- Written by: George Samerjan David Saperstein
- Directed by: Christopher Leitch
- Starring: William Devane Meredith Baxter Dean McDermott
- Music by: Charles Bernstein
- Country of origin: United States
- Original language: English

Production
- Executive producer: Gerald W. Abrams
- Producers: Paul D. Goldman Frank Siracusa
- Cinematography: Ron Orieux
- Editor: Michael Brown
- Running time: 100 minutes
- Production company: Cypress Point Productions

Original release
- Network: Hallmark Channel
- Release: December 21, 2002

= A Christmas Visitor =

A Christmas Visitor is a 2002 American made-for-television drama film starring William Devane, Meredith Baxter and Dean McDermott. It was written by George Samerjan and David Saperstein, and directed by Christopher Leitch.

==Plot summary==
The film concerns the story of the Boyajian family, who have not celebrated Christmas in 11 years, since their son John was killed shortly before Christmas in 1991 during the Gulf War. With their daughter Jeanie potentially facing a life-threatening illness, George decides they should once again celebrate Christmas; however, Carol adamantly refuses.

━━━━━━

**Requirements**
A: Echo the part of the text about the film A Christmas Visitor that begins with the words "A Christmas Visitor is" and ends with "by Christopher Leitch.".
B: Answer these questions using the text about the film A Christmas Visitor:
(i) Who wrote the film's music?
(ii) On which network was the film originally released?
(iii) For how many years had the Boyajian family gone without celebrating Christmas?
Rely only on the information in the text about the film A Christmas Visitor.

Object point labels
━━━━━━

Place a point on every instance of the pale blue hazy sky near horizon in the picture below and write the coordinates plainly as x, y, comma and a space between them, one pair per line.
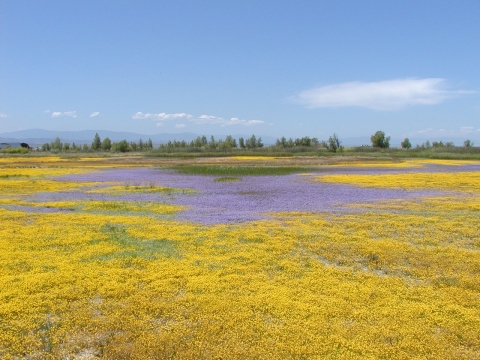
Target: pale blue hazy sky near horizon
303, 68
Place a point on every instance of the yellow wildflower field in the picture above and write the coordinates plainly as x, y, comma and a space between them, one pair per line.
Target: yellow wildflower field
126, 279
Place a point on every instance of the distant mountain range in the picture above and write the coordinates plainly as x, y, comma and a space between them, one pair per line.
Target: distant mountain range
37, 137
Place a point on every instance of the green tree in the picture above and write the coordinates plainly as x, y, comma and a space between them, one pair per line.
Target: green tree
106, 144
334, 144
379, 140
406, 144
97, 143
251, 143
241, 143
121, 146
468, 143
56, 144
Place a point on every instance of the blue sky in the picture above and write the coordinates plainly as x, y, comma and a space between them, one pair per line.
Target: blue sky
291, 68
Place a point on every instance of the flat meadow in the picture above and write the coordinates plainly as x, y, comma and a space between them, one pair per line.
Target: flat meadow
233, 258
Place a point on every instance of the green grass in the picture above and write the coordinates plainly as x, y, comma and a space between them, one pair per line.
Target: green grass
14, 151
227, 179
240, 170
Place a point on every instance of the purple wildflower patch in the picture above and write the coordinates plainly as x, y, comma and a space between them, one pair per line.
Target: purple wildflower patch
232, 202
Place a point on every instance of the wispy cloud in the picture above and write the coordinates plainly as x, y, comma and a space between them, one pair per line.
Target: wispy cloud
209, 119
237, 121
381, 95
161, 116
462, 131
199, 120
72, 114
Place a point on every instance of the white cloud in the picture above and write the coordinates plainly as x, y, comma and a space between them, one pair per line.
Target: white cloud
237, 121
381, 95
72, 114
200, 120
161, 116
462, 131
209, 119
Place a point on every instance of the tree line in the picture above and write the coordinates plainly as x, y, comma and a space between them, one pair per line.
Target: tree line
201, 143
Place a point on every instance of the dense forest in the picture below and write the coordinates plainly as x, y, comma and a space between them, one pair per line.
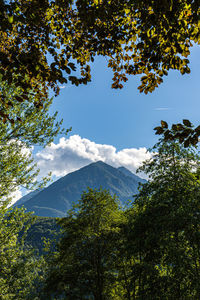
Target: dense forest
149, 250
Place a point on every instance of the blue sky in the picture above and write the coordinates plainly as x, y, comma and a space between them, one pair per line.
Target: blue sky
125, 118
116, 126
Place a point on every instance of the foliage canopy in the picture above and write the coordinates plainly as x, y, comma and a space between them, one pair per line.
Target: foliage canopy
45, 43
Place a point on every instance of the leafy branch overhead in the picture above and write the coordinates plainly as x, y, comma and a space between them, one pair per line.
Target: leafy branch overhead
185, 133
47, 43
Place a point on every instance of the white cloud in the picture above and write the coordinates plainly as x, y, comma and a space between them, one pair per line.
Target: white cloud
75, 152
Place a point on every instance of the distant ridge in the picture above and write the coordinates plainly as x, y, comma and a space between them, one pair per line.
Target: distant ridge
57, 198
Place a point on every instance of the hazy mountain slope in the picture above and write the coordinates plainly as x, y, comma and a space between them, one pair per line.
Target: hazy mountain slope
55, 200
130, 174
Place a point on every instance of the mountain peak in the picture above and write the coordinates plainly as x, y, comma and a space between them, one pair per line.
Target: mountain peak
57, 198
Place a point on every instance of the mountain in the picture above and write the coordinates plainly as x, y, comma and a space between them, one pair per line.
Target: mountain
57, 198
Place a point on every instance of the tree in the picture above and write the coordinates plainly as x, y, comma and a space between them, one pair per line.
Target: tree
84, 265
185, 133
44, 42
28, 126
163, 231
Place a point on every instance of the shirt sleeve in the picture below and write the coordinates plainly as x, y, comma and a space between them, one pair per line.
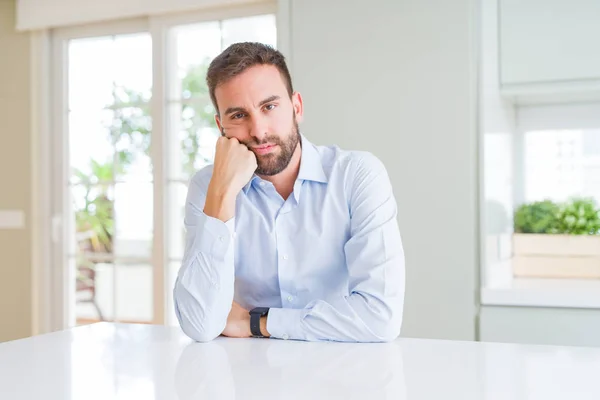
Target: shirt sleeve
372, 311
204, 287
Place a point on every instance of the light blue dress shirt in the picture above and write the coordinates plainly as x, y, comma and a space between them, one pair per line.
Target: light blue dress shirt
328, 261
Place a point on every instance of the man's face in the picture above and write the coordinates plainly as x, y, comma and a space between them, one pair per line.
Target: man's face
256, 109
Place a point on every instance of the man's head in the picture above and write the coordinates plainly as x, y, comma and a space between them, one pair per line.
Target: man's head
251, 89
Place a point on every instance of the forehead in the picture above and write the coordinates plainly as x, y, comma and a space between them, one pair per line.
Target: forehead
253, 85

━━━━━━

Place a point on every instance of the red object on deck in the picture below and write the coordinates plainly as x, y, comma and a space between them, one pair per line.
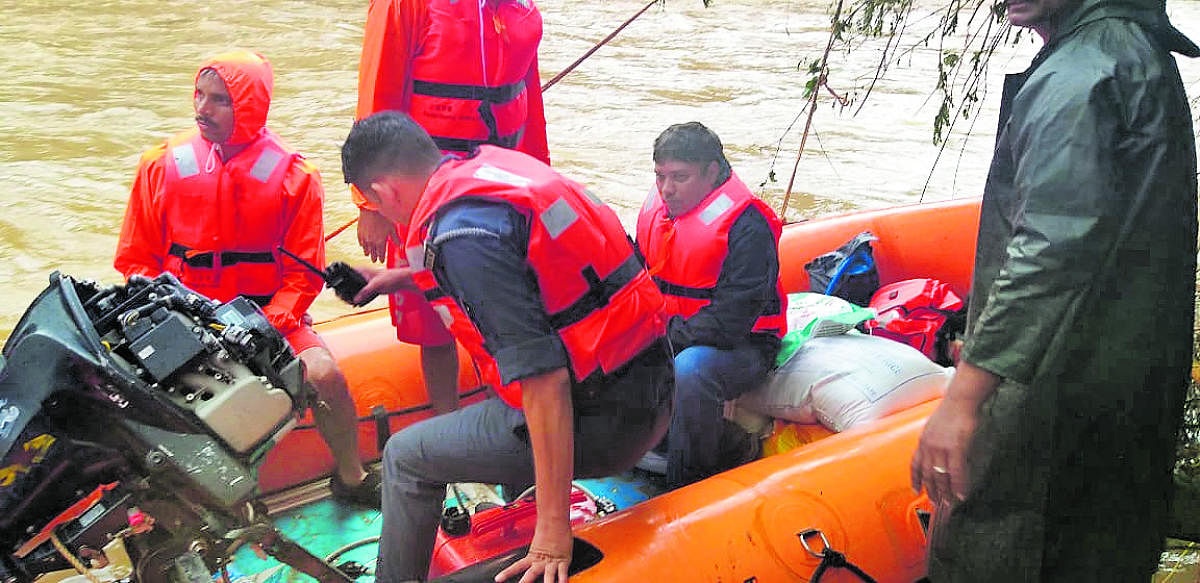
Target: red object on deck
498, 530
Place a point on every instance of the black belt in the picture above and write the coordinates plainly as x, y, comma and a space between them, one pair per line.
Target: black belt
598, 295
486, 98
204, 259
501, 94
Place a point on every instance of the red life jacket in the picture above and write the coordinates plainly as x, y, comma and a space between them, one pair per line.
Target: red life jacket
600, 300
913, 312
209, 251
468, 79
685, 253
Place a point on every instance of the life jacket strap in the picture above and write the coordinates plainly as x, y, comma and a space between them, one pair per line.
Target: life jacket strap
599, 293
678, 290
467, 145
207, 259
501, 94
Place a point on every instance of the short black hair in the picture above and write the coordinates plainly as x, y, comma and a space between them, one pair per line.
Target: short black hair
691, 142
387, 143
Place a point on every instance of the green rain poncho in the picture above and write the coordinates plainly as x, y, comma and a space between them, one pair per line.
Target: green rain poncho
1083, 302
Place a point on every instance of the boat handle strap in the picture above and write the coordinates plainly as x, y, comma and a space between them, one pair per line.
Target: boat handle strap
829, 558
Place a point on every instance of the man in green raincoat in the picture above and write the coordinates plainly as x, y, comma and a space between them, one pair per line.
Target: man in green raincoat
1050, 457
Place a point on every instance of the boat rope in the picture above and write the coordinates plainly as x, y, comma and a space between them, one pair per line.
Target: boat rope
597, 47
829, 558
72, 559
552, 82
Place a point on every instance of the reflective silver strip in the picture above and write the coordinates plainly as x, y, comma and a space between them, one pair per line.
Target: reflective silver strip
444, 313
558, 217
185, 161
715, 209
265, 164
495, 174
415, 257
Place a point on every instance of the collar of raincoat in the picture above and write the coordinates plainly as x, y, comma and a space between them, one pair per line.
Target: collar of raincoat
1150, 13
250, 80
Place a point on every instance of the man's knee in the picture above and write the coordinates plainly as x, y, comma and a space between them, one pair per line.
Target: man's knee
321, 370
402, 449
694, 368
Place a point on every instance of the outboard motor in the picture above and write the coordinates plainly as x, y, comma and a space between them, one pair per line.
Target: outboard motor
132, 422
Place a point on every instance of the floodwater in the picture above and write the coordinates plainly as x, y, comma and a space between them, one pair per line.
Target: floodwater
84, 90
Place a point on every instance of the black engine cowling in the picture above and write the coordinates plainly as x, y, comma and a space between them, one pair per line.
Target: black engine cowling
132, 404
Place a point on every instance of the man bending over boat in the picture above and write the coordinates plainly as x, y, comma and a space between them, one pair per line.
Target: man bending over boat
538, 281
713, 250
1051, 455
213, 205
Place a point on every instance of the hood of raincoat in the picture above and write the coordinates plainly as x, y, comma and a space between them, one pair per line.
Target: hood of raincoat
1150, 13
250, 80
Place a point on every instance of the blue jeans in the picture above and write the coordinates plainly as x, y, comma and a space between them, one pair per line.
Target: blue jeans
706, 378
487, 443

━━━━━━

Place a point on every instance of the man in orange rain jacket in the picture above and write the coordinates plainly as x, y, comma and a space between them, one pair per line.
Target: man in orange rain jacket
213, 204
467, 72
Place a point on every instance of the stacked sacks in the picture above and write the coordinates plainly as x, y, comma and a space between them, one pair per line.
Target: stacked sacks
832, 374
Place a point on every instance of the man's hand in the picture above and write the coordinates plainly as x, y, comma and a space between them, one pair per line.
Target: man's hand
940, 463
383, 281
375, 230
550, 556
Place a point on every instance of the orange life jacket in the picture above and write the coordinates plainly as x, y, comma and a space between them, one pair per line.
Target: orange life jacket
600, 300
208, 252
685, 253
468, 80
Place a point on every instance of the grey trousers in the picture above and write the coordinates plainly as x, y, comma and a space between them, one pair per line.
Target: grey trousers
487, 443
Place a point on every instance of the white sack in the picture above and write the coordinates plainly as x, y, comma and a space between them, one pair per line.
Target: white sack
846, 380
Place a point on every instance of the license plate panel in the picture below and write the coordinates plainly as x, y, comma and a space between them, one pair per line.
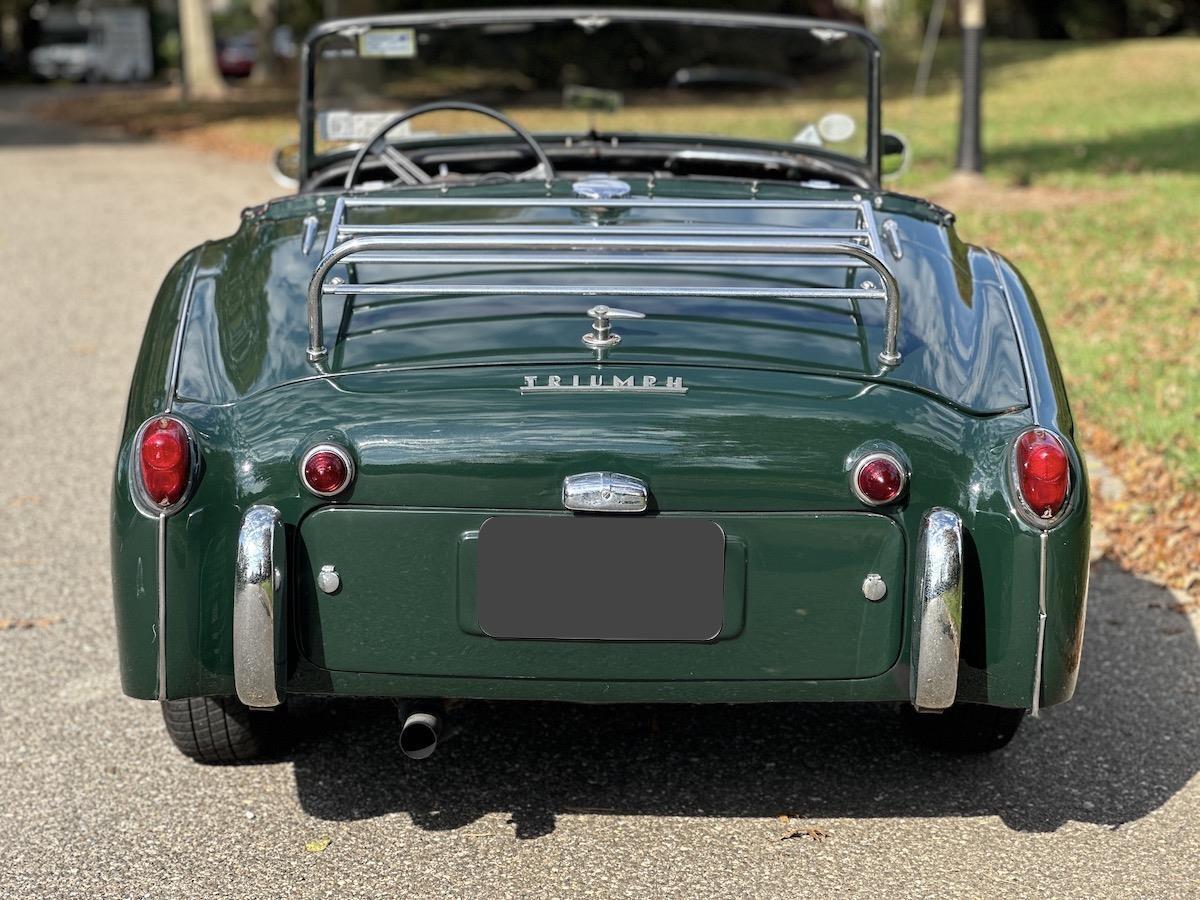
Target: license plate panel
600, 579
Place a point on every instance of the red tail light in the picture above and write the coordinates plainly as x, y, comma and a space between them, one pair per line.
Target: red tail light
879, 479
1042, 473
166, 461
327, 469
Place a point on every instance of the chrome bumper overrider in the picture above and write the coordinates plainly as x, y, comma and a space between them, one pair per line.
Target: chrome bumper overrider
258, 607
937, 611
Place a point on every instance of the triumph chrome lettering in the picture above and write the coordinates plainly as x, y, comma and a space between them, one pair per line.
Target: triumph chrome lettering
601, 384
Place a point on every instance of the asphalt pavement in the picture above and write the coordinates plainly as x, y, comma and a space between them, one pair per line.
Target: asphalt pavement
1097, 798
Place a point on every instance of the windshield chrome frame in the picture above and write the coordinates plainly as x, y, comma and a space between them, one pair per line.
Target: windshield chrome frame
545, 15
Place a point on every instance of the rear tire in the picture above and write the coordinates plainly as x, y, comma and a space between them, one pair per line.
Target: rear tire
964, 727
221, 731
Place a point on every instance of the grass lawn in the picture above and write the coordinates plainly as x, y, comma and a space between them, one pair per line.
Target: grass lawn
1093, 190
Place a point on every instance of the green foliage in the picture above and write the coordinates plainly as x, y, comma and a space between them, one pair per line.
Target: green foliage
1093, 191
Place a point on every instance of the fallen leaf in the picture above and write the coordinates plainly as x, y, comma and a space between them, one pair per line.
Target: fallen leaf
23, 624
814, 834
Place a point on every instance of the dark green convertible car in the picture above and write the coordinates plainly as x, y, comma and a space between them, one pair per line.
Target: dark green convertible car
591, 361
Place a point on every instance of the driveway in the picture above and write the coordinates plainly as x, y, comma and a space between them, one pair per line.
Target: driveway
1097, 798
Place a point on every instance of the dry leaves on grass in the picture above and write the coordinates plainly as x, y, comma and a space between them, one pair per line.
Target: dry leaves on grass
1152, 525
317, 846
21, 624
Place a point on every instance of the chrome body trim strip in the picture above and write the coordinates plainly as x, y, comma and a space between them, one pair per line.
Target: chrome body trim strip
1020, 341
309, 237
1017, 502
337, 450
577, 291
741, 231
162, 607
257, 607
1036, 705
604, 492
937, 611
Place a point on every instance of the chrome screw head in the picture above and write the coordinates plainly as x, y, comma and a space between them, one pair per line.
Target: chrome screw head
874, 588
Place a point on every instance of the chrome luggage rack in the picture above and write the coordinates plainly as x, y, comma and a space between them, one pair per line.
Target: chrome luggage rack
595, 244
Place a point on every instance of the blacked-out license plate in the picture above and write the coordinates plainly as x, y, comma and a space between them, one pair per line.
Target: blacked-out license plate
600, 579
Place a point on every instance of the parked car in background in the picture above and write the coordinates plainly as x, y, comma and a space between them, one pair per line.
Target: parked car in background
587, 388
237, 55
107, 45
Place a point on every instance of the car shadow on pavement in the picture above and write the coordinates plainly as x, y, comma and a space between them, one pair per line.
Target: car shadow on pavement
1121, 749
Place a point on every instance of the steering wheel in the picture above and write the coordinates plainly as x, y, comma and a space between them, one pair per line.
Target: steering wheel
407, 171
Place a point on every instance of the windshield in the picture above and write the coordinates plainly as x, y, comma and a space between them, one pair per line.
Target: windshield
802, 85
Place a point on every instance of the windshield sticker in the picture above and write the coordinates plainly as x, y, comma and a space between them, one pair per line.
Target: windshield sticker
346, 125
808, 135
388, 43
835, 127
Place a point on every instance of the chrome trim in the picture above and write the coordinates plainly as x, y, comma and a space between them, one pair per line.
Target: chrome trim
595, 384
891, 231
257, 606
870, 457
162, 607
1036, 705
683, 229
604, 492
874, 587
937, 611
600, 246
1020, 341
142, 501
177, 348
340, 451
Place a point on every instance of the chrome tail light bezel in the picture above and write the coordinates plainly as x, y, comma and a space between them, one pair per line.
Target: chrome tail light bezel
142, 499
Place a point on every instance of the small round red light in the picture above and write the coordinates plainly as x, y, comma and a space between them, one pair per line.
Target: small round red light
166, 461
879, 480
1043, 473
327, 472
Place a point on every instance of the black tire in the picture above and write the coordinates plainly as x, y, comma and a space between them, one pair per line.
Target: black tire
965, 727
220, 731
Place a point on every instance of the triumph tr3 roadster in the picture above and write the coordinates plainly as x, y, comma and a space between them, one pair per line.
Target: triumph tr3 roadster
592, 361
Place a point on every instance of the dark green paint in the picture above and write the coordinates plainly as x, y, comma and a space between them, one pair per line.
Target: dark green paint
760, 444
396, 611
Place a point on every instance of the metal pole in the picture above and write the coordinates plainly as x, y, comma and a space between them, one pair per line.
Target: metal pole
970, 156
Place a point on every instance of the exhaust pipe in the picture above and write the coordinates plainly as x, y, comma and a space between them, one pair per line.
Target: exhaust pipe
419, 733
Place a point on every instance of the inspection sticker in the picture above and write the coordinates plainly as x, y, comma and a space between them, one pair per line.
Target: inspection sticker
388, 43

━━━━━━

**Answers to the tasks**
A:
A Christmas Visitor is a 2002 American made-for-television drama film starring William Devane, Meredith Baxter and Dean McDermott. It was written by George Samerjan and David Saperstein, and directed by Christopher Leitch.

B:
(i) Charles Bernstein
(ii) Hallmark Channel
(iii) 11 years